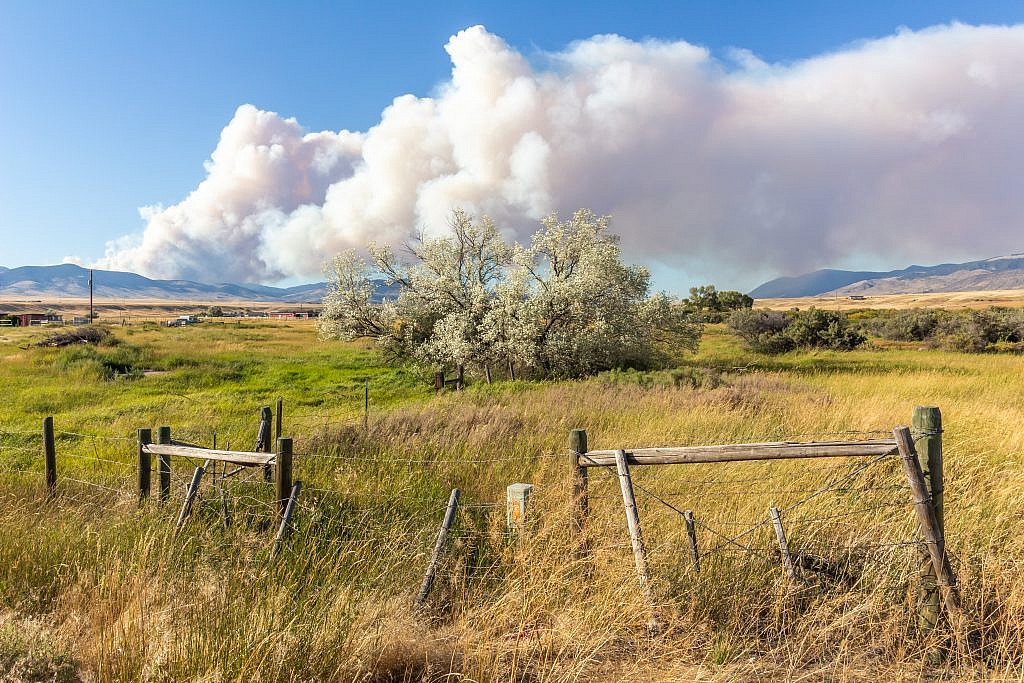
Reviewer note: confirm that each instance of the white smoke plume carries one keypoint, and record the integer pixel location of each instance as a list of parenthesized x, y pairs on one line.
[(903, 148)]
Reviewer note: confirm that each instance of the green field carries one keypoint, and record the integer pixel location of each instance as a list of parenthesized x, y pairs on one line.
[(94, 586)]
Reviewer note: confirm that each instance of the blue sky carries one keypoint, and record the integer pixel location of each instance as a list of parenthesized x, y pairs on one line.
[(109, 107)]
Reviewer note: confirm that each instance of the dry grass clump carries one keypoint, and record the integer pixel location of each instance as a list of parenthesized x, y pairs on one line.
[(97, 586)]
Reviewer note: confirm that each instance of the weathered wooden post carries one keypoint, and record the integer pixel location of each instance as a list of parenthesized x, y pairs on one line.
[(164, 464), (516, 502), (190, 496), (435, 557), (581, 504), (263, 440), (286, 521), (283, 474), (934, 540), (144, 463), (927, 423), (691, 532), (783, 547), (654, 626), (280, 418), (49, 455)]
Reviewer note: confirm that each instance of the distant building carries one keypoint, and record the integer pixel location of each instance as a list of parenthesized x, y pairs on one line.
[(294, 314), (27, 319)]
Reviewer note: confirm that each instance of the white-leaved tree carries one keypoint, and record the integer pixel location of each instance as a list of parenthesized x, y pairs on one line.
[(564, 305)]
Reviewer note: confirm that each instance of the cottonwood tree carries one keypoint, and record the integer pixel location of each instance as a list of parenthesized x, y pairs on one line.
[(564, 305)]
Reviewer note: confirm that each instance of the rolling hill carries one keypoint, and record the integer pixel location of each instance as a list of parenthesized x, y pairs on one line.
[(1001, 272), (70, 281)]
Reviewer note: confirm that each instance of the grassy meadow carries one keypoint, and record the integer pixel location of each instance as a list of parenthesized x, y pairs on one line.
[(94, 586)]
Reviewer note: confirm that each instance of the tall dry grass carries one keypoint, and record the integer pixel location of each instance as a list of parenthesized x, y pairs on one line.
[(97, 588)]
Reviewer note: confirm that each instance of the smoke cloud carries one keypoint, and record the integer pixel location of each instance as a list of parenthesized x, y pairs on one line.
[(903, 148)]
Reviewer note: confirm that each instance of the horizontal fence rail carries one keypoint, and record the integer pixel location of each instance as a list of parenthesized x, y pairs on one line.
[(233, 457), (741, 452)]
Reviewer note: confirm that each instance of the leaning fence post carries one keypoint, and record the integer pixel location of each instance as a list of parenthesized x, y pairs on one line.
[(283, 474), (190, 496), (581, 504), (144, 463), (929, 523), (927, 423), (263, 440), (435, 557), (164, 464), (50, 455), (783, 547), (654, 626), (691, 532)]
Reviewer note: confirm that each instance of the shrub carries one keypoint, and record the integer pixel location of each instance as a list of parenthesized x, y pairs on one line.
[(79, 336), (969, 331), (773, 332)]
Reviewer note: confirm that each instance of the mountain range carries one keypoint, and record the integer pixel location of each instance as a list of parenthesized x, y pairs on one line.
[(1000, 272), (69, 281)]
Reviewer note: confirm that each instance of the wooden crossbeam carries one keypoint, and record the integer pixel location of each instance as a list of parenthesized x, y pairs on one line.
[(235, 457), (741, 452)]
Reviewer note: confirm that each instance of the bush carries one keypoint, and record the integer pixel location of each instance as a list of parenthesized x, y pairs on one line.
[(774, 332), (969, 331), (80, 336)]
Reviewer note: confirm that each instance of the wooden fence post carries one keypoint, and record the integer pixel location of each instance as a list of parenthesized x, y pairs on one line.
[(283, 474), (263, 441), (783, 547), (144, 463), (516, 503), (164, 464), (927, 423), (581, 504), (691, 532), (929, 524), (286, 521), (280, 418), (49, 455), (190, 496), (654, 625), (435, 557)]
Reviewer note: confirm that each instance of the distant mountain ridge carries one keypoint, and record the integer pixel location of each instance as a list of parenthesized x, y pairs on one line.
[(1000, 272), (70, 281)]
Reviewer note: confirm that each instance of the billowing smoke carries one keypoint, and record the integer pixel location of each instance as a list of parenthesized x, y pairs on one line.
[(904, 148)]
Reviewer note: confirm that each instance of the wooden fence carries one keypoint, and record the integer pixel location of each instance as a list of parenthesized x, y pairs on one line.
[(271, 460)]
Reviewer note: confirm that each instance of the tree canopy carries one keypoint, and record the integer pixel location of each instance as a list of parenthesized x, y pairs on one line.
[(563, 305)]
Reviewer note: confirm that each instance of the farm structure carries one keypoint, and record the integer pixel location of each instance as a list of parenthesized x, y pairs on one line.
[(27, 319), (294, 314)]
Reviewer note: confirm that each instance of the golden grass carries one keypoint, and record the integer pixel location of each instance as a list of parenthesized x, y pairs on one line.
[(950, 300), (93, 578)]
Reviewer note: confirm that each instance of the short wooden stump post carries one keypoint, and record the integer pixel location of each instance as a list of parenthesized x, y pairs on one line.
[(517, 499)]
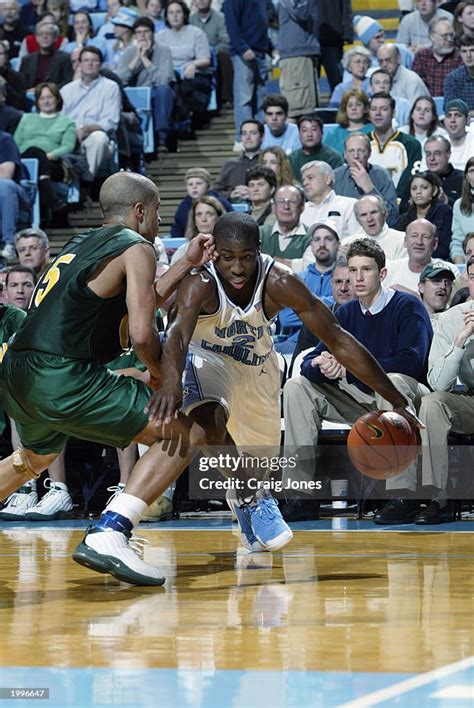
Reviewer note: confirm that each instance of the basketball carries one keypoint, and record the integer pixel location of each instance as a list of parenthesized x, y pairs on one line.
[(382, 444)]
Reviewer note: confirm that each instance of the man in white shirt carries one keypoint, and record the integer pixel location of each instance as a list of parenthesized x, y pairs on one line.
[(371, 213), (323, 203), (93, 102)]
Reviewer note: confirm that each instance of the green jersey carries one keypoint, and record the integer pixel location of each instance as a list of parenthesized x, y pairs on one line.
[(66, 317)]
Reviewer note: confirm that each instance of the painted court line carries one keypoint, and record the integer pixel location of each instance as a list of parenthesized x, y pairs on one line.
[(385, 694)]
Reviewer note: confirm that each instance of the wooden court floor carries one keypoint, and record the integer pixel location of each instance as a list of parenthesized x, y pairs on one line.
[(332, 600)]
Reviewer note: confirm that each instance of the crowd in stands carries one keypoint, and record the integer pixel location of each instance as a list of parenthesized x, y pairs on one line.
[(380, 167)]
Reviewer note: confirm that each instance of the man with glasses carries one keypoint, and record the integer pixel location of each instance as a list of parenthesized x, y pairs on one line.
[(93, 102), (433, 64)]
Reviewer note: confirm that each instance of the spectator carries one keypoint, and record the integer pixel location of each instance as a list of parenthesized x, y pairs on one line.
[(198, 183), (456, 122), (149, 63), (278, 132), (323, 203), (413, 30), (371, 214), (247, 26), (404, 81), (32, 246), (231, 180), (459, 83), (48, 136), (48, 63), (13, 196), (277, 160), (352, 116), (381, 82), (425, 189), (357, 62), (358, 178), (12, 31), (212, 23), (433, 64), (93, 103), (421, 241), (299, 49), (463, 214), (423, 121), (311, 135), (261, 183), (191, 56), (395, 151)]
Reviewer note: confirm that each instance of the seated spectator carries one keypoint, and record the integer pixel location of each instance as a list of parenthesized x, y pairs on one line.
[(381, 82), (93, 103), (212, 23), (278, 132), (433, 64), (12, 30), (425, 189), (277, 160), (323, 202), (358, 178), (423, 121), (32, 246), (191, 58), (463, 214), (148, 63), (82, 35), (456, 122), (395, 151), (287, 239), (262, 183), (421, 241), (404, 81), (371, 213), (202, 217), (352, 116), (413, 30), (48, 63), (13, 196), (198, 183), (231, 180), (122, 24), (48, 135), (459, 83), (357, 62), (311, 135)]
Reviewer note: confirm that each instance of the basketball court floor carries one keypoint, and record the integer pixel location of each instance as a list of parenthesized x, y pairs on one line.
[(348, 614)]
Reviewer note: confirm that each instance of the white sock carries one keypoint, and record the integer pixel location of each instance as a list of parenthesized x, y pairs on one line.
[(129, 506)]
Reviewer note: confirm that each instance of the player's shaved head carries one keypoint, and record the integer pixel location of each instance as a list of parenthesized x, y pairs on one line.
[(123, 190), (236, 226)]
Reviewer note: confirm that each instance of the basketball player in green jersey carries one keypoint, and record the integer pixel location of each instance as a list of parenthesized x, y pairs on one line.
[(97, 298)]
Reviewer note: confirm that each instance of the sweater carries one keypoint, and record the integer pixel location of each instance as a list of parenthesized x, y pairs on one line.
[(398, 337)]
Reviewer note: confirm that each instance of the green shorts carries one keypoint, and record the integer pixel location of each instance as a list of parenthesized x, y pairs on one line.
[(52, 398)]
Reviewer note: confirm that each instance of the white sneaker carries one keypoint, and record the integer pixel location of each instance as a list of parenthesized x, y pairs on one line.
[(19, 502), (110, 552), (55, 504)]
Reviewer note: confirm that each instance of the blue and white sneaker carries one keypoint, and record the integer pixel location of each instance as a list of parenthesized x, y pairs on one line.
[(268, 525), (246, 534)]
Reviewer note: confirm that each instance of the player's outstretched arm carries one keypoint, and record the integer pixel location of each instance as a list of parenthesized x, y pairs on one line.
[(196, 294)]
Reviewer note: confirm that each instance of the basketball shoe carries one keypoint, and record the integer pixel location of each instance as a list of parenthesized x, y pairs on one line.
[(19, 502), (55, 504), (268, 525)]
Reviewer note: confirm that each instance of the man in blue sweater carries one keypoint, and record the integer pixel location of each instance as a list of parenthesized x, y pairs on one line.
[(396, 329)]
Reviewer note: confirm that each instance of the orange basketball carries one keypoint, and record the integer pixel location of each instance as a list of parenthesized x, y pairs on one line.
[(382, 444)]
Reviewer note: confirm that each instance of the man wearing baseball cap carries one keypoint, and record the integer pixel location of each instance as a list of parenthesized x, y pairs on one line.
[(456, 122)]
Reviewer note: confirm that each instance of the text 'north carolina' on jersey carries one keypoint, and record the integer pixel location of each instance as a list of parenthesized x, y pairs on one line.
[(66, 317), (241, 334)]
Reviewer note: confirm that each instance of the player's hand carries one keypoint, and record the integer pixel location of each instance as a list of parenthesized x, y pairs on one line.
[(201, 250)]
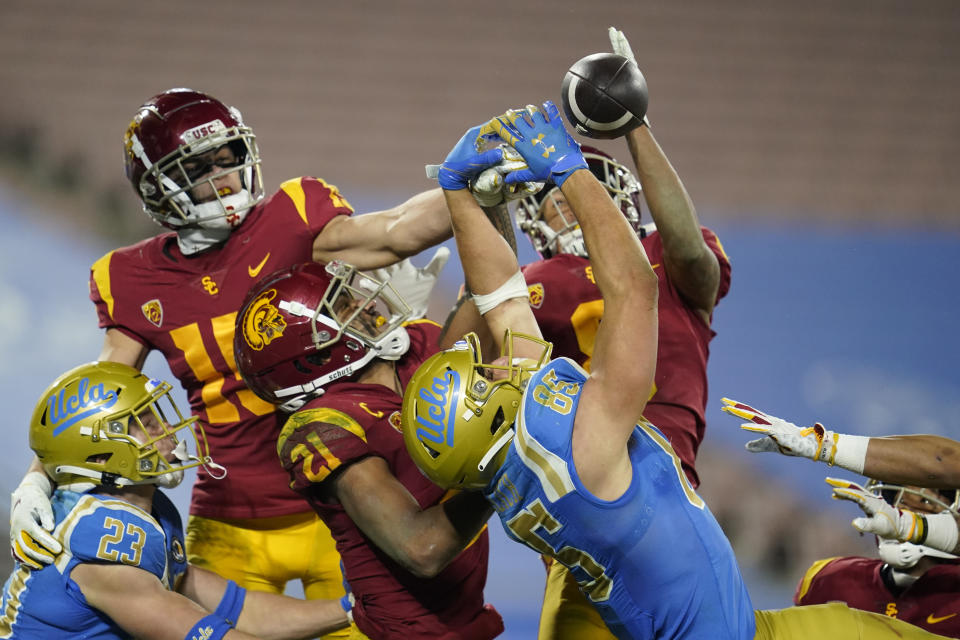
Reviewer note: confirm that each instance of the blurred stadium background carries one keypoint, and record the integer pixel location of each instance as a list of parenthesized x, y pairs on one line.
[(817, 138)]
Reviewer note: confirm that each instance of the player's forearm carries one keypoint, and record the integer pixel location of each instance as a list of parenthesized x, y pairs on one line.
[(486, 257), (668, 200), (691, 264), (619, 262), (277, 617), (378, 239), (923, 460)]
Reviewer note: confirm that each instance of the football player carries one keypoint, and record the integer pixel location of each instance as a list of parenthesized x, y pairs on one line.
[(331, 347), (565, 456), (195, 165), (693, 273), (109, 436), (908, 581), (920, 460)]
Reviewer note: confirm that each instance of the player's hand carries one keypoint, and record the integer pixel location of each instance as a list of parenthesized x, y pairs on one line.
[(489, 188), (31, 520), (785, 437), (414, 284), (881, 518), (540, 137), (465, 162), (619, 44)]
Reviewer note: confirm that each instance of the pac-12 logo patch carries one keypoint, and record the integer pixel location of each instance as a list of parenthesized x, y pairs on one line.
[(395, 421), (153, 312), (536, 293), (262, 322)]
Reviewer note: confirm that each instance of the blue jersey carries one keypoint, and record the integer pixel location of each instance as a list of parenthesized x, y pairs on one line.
[(96, 529), (654, 562)]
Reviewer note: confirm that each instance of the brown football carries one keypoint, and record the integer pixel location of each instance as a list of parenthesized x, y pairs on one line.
[(604, 95)]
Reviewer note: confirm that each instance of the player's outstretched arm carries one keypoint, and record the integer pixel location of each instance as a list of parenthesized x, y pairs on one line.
[(625, 347), (691, 265), (489, 262), (922, 460), (375, 240)]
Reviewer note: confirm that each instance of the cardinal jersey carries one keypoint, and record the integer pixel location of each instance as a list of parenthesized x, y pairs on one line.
[(568, 307), (352, 421), (93, 529), (654, 562), (932, 602), (186, 307)]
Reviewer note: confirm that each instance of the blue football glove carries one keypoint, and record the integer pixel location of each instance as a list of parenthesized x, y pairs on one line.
[(465, 162), (540, 137)]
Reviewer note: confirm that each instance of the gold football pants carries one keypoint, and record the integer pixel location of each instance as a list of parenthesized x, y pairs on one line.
[(263, 554)]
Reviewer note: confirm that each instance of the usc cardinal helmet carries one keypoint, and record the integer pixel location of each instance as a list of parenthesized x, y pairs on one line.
[(306, 326), (620, 183), (171, 147)]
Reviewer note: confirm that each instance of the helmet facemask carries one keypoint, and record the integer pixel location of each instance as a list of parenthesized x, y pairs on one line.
[(189, 170), (905, 555), (171, 149), (458, 411), (561, 233)]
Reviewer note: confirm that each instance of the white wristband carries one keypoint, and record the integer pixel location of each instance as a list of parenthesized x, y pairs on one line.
[(942, 532), (851, 452), (514, 287)]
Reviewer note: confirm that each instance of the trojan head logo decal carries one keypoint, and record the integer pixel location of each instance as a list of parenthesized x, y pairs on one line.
[(262, 322), (130, 136), (153, 312), (535, 291)]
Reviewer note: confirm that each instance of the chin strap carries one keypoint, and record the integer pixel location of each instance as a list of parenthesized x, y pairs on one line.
[(494, 449)]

====

▶ [REQUIREMENT]
Format the lines of the material as a JSON list of strings, one string per line and no blank lines, from the line with "Reviewer note: confirm that each instance of the blue and" up to and including the line with "[(66, 317), (241, 334)]".

▶ [WRITTEN RESPONSE]
[
  "Reviewer note: confirm that each instance of the blue and white sneaker carries one keypoint, and record the integer pixel location of each instance as a list of parenthesized x, y pairs on one line.",
  "[(268, 525), (246, 534)]",
  "Reviewer note: confirm that each instance of the player's outstretched arm carries one keypoint, and record the integer pixel location of each instance as a list of parenthesized x, y pairs on one line.",
  "[(196, 294)]",
  "Reviewer note: confirm that each instance of the basketball shoe carries one keypoint, and record the integer pixel location of each instance as a list of parenthesized x, y pairs on one line.",
  "[(19, 502), (55, 504), (268, 525)]",
  "Reviewer note: confirm that each instance of the man in blue sweater carries one keypoint, and record the integer pixel location of each instance as a list of parenthesized x, y pairs on one line.",
  "[(396, 329)]",
  "Reviewer note: confirm that each instance of the orange basketball carries one keypoint, and record the integer pixel location of each instance as a list of parenthesized x, y pairs on one line.",
  "[(382, 444)]",
  "Reviewer note: confirm that each instance of the man wearing baseball cap carries one keypoint, and record the integer pixel location of each instance as a list of parenthesized x, y pairs on one line.",
  "[(456, 122)]",
  "Reviewer note: confirm that each instance of the text 'north carolina' on jersey carries one keypoint, and record the integer pixel location of each instance as a list of parenthesized x, y pairs on one line.",
  "[(66, 317), (241, 334)]"
]